======== Belge Bölümü

Medya

Ahmet Hakan: Suriye adlı bir bataklığın oluşmasına katkı sunduk ya işte bu yüzden El Bab'dayız

"Gazetecilerin mal varlığına el koyulmuş, bu ne acımasızlıktır böyle?"

24 Aralık 2016 12:35

Hürriyet yazarı Ahmet Hakan, Suriye'de devam eden Fırat Kalkanı harekâtı kapsamında IŞİD'in son saldırılarında 16 askerin şehit olduğu El Bab'daki son duruma ilişkin olarak "Suriye’de devrim hayali kurduk ya... 'Yeni Osmanlı', 'Stratejik derinlik' falan diyerek... Sınırımızın Peşaver’e çevrilmesini sağladık ya... 'Üç günde Şam’a ulaşma, Emevi Camisi’nde namaz kılma' gibi... Zafer hülyalarına daldık ya... Batı ile bir olup... Esad’ı alaşağı ederiz sandık ya... Batı tornistan ettiği halde... İnat edip biz bir türlü geri adım atmadık ya... Ve böylece... Suriye adlı bir bataklığın oluşmasına katkı sunduk ya... İşte bu yüzden El Bab’dayız" görüşünü savundu.

Ahmet Hakan'ın Hürriyet gazetesinin bugünkü (24 Aralık 2016) nüshasında yayımlanan ''Ne işimiz var El Bab’da’ sorusunun cevabını veriyorum' başlıklı yazısı şöyle:

Arap Baharı’nın gazıyla...

Suriye’de devrim hayali kurduk ya...

*

“Yeni Osmanlı”, “Stratejik derinlik” falan diyerek...

Sınırımızın Peşaver’e çevrilmesini sağladık ya...

*

“Üç günde Şam’a ulaşma, Emevi Camisi’nde namaz kılma” gibi...

Zafer hülyalarına daldık ya...

*

Batı ile bir olup...

Esad’ı alaşağı ederiz sandık ya...

*

Batı tornistan ettiği halde...

İnat edip biz bir türlü geri adım atmadık ya...

*

Ve böylece...

Suriye adlı bir bataklığın oluşmasına katkı sunduk ya...

*

İşte bu yüzden El Bab’dayız.

*

Kısacası...

Oluşmasına katkı sunduğumuz bu ölüm kusan bataklığı kurutmak için El Bab’dayız.

*

El Bab’daki yegâne işimiz telafidir bizim.

- Büyük yanlışlarımızın...

- Muazzam öngörüsüzlüğümüzün...

- Müthiş gafletimizin...

Yol açtığı devasa ve tehlikeli sorunların telafisi...

*

İşte tam da bu nedenle...

“Ne işimiz var bizim El Bab’da?” sorusunu sormak yerine...

“Ne oldu da bizim El Bab’da böyle bir işimiz oldu” diye sormalıyız.

İktidar Kemal Bey'e teşekkür borçlu

CHP Lideri Kemal Kılıçdaroğlu şöyle demiş:

“Keşke hiç şehidimiz olmasa... Ama eğer Türkiye, kendi geleceğini güvence altına almak açısından böyle bir operasyon başlatmışsa... Belli acılara katlanmak gerekiyor.”

================
======== Verilen Kayıtlar

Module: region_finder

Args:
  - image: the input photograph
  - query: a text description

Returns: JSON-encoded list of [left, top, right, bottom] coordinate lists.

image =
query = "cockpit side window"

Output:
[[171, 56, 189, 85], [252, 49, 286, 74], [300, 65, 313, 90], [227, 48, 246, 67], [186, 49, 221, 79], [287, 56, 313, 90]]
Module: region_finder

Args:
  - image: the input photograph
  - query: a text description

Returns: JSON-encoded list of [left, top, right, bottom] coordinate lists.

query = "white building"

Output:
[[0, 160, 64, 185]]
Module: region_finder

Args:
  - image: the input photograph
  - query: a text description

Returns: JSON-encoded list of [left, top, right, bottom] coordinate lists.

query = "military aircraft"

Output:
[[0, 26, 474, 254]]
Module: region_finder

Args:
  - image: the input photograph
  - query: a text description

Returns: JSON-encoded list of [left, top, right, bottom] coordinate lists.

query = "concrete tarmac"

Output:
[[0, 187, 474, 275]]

================

### Alıştırma Gereksinimleri
- A) El Bab metninde "Hürriyet yazarı Ahmet" ifadesinden "Arap Baharı’nın gazıyla..." ifadesine kadar olan bölümü aynen kopyalayın.
- B) El Bab metninde başına tire konarak alt alta sıralanan maddelerin hepsini yazın.
Kayıtların El Bab metniyle hiçbir ilgisi yoktur.

### Görev Yanıtları
- A)
Hürriyet yazarı Ahmet Hakan, Suriye'de devam eden Fırat Kalkanı harekâtı kapsamında IŞİD'in son saldırılarında 16 askerin şehit olduğu El Bab'daki son duruma ilişkin olarak "Suriye’de devrim hayali kurduk ya... 'Yeni Osmanlı', 'Stratejik derinlik' falan diyerek... Sınırımızın Peşaver’e çevrilmesini sağladık ya... 'Üç günde Şam’a ulaşma, Emevi Camisi’nde namaz kılma' gibi... Zafer hülyalarına daldık ya... Batı ile bir olup... Esad’ı alaşağı ederiz sandık ya... Batı tornistan ettiği halde... İnat edip biz bir türlü geri adım atmadık ya... Ve böylece... Suriye adlı bir bataklığın oluşmasına katkı sunduk ya... İşte bu yüzden El Bab’dayız" görüşünü savundu.

Ahmet Hakan'ın Hürriyet gazetesinin bugünkü (24 Aralık 2016) nüshasında yayımlanan ''Ne işimiz var El Bab’da’ sorusunun cevabını veriyorum' başlıklı yazısı şöyle:

Arap Baharı’nın gazıyla...

- B)
Büyük yanlışlarımızın...
Muazzam öngörüsüzlüğümüzün...
Müthiş gafletimizin...